## Your goal
Give back the data in full. Leave nothing out.

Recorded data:

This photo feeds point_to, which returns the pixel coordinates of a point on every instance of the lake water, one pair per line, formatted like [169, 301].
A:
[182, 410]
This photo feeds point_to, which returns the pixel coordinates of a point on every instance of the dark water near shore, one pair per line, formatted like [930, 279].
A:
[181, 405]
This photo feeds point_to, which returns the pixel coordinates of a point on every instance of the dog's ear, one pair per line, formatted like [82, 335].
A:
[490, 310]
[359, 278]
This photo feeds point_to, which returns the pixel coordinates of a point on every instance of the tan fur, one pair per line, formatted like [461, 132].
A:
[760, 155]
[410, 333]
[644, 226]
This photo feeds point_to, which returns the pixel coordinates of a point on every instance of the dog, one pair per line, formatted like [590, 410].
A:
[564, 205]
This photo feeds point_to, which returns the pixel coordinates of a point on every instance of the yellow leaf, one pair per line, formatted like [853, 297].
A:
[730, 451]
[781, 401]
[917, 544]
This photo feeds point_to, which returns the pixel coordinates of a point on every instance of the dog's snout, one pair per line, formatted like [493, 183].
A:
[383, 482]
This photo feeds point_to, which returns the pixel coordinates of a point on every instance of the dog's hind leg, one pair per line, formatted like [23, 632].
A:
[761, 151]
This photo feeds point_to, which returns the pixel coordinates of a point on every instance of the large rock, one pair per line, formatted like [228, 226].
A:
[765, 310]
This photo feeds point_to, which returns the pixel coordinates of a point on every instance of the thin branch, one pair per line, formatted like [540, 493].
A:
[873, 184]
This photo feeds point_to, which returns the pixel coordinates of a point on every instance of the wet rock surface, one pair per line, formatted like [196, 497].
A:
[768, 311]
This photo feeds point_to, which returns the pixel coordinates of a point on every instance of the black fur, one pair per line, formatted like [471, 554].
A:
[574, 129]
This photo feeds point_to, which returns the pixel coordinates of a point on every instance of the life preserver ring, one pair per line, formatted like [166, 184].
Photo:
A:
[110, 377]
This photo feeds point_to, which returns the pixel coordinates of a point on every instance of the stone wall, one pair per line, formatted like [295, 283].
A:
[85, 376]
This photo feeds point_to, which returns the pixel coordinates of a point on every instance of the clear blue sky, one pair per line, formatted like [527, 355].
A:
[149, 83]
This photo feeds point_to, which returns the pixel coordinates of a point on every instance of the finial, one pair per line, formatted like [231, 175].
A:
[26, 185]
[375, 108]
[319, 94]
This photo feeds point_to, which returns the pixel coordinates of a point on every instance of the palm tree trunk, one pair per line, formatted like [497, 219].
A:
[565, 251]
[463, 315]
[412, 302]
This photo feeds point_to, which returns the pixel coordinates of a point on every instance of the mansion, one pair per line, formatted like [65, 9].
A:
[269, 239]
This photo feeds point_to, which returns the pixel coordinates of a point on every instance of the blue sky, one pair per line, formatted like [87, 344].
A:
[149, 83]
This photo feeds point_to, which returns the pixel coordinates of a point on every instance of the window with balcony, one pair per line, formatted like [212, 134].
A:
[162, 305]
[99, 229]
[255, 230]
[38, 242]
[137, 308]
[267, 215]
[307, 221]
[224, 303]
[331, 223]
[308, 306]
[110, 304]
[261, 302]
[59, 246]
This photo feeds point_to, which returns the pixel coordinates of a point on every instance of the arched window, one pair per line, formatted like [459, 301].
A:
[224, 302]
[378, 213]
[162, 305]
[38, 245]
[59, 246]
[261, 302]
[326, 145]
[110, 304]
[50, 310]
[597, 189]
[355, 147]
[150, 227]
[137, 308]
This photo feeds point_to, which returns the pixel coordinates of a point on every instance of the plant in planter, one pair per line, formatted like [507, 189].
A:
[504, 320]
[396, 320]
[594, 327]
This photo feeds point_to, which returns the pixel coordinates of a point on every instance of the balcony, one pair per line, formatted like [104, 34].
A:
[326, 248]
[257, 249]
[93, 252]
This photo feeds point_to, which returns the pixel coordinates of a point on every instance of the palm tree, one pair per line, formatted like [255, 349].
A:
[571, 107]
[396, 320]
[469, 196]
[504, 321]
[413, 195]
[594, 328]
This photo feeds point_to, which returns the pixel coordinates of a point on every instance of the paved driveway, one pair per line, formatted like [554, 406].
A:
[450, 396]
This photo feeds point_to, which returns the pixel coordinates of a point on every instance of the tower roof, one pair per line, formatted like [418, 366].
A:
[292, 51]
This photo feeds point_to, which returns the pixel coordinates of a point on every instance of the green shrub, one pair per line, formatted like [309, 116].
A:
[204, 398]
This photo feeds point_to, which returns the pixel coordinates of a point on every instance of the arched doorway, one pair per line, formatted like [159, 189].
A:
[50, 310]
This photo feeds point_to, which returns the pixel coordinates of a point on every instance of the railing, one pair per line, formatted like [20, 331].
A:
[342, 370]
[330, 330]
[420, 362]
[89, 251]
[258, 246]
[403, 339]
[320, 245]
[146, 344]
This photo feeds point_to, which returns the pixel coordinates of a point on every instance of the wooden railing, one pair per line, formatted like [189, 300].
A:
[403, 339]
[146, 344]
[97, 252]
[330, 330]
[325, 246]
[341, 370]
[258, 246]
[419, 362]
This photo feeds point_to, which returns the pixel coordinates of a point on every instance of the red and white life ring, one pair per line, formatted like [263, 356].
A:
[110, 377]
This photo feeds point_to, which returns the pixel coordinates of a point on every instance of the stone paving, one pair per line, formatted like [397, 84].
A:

## Result below
This photo feeds point_to, which returns the pixel coordinates of a point on every instance of the lake water, one pair per line, formatted like [169, 301].
A:
[182, 410]
This photo feeds point_to, which returns the pixel coordinates of a point on every instance of the dark water near shore, one pair per line, formatted like [930, 279].
A:
[181, 405]
This photo feeds point_to, which returns the pixel coordinates of a point on every instance of the dog's ear, one pair per line, formatted like [82, 335].
A:
[490, 310]
[359, 278]
This photo feeds point_to, which returns the pixel coordinates of a point on every instance of the tan fur, one pair per line, formatted like [461, 132].
A:
[760, 155]
[410, 333]
[644, 226]
This photo feeds point_to, which returns the pixel coordinates of a point on every instance of the dog, one pair per line, formatted like [590, 410].
A:
[564, 205]
This photo feeds point_to, which returns the pixel coordinates of a point on every instance of the yellow leaf, one pair per line, formatted like [853, 297].
A:
[730, 451]
[781, 401]
[917, 544]
This photo feeds point_to, which returns the pixel coordinates of a point on every instance of the dog's snout, one pair per line, formatted like [493, 183].
A:
[383, 482]
This photo feeds point_to, which returns the pixel coordinates of a point on every instance of the dog's hind leg, one pair per line, formatted like [23, 632].
A:
[761, 151]
This photo feeds point_to, which returns the pixel coordinates of a point on every instance of the large rock, one pair per line, formatted like [228, 226].
A:
[765, 310]
This photo feeds point_to, which returns the pixel coordinates of a point on every instance of the thin branch, one pair per line, formatted like [540, 493].
A:
[873, 184]
This photo feeds point_to, which returns the pixel coordinates of a point on every instance of the wet rock surface, one pair per line, formatted like [196, 497].
A:
[768, 311]
This photo feeds point_to, which returns the pixel coordinates of a point on every instance of the black fur, one pair per line, formatted like [471, 554].
A:
[574, 129]
This photo feeds point_to, which returns the pixel coordinates of a point on every instance of the life preserver ring, one pair per line, formatted like [166, 184].
Photo:
A:
[110, 377]
This photo feeds point_to, which returns the pixel coordinates of a point on every instance of the stone wall, one pair per line, formatted like [295, 283].
A:
[85, 376]
This photo feeds point_to, which returns the pixel coordinates of a point on every instance of the clear blue sky, one pair per line, formatted like [527, 355].
A:
[149, 83]
This photo feeds point_to, which returns the pixel coordinates of a point on every instance of the finial, one pair per line, formatted like [231, 175].
A:
[26, 185]
[375, 108]
[319, 94]
This photo feeds point_to, which returns the pixel coordinates of a point on every instance of the palm tree trunk, one pair per line, formatted like [497, 219].
A:
[565, 251]
[463, 315]
[412, 302]
This photo feeds point_to, which returns the pixel coordinates of a point on every instance of the mansion, one pair per line, formatted like [65, 9].
A:
[269, 239]
This photo feeds point_to, which returns the pixel coordinates of a point on every instance of the blue sky, one pair per line, formatted like [87, 344].
A:
[149, 83]
This photo feeds point_to, which returns the pixel coordinates of a point on every instance of the window with balcony, one pair per line, formatted like [212, 134].
A:
[162, 305]
[99, 229]
[255, 230]
[38, 242]
[137, 308]
[267, 215]
[307, 221]
[224, 303]
[331, 223]
[308, 306]
[110, 304]
[261, 302]
[59, 246]
This photo feeds point_to, which returns the pixel coordinates of a point on every instance of the arched window, one pair per line, formatted like [459, 301].
A:
[224, 302]
[378, 213]
[162, 305]
[38, 245]
[59, 246]
[261, 302]
[326, 145]
[110, 304]
[50, 310]
[597, 189]
[355, 147]
[150, 227]
[137, 308]
This photo feeds point_to, which returns the pixel coordinates of a point on every instance of the plant in planter, one pair per line, formatted like [507, 189].
A:
[504, 320]
[396, 320]
[594, 327]
This photo feeds point_to, which returns the pixel coordinates of a point on every instance of the balcony, one pair per line, formatted like [104, 34].
A:
[326, 248]
[257, 249]
[93, 252]
This photo feeds point_to, which returns the pixel coordinates of a point on every instance of the palm tree, one pair per line, formatted like [255, 349].
A:
[571, 107]
[396, 320]
[469, 196]
[504, 321]
[413, 195]
[594, 328]
This photo feeds point_to, which returns the pixel coordinates of a point on every instance of the paved driveway, one pair per line, formatted like [554, 406].
A:
[450, 396]
This photo feeds point_to, which returns the pixel coordinates of a point on every instance of the tower roof, one pair per line, formatted like [418, 366].
A:
[292, 51]
This photo feeds point_to, which returns the pixel coordinates of a point on every instance of the green shrub, one pair per line, formatted like [309, 116].
A:
[204, 398]
This photo feeds point_to, which returns the pixel coordinates of a point on every instance of the arched doorway, one pair per line, formatted like [159, 189].
A:
[50, 310]
This photo feeds point_to, which returns the pixel coordinates of a point on every instance of the railing, one pair per line, formatted like [20, 331].
A:
[342, 370]
[330, 330]
[420, 362]
[89, 251]
[258, 246]
[403, 339]
[320, 245]
[146, 344]
This photo feeds point_to, which returns the pixel coordinates of a point on every instance of the wooden railing, one pair per line, formatted like [189, 300].
A:
[403, 339]
[146, 344]
[97, 252]
[330, 330]
[325, 246]
[341, 370]
[258, 246]
[419, 362]
This photo feeds point_to, which returns the pixel coordinates of a point on every instance of the red and white life ring, one pair per line, formatted like [263, 356].
A:
[110, 377]
This photo feeds point_to, which returns the pixel coordinates of a point on every instance of the stone paving, one pair per line, formatted like [397, 84].
A:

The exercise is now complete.